> _GIVEN PROBLEM_: Rewrite the lines from the one containing "Point to the blue bird, one" through the one containing "Target: blue bird", changing "blue bird" to "small bird" and keeping everything else the same. Return only those lines.

> _TASK INPUT_:
+++

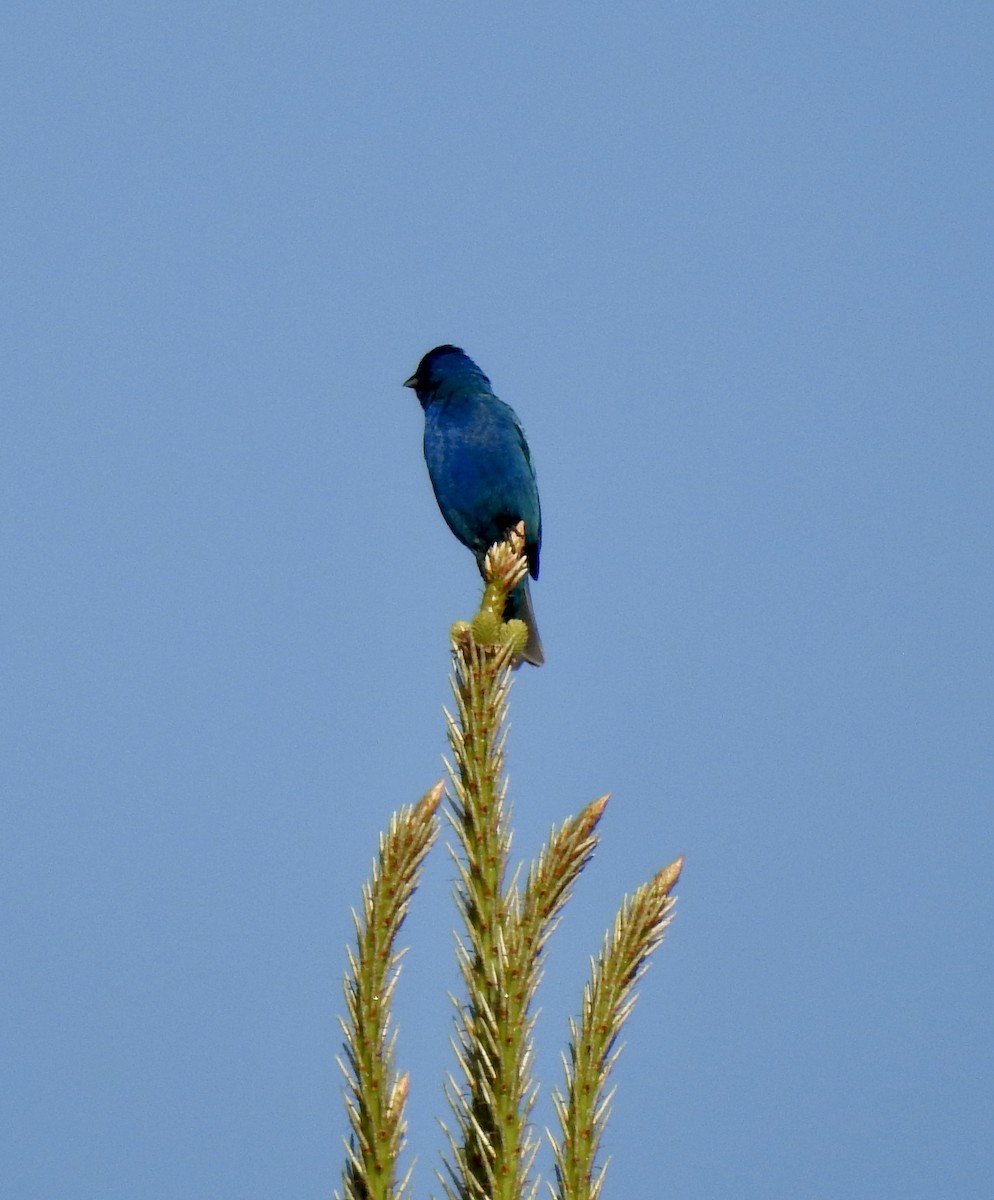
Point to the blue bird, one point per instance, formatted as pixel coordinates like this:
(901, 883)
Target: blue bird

+++

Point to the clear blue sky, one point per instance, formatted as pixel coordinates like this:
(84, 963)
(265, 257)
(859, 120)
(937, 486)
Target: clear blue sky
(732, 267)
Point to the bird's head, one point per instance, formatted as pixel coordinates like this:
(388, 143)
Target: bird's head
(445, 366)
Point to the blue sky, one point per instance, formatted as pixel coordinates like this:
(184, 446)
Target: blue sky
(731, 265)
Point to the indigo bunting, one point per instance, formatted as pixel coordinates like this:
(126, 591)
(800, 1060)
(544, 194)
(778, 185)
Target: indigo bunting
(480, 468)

+++

> _RESPONSE BELOW_:
Point to the small bird, one point per instance, formatted as pixel coordinates like this:
(901, 883)
Target: small bird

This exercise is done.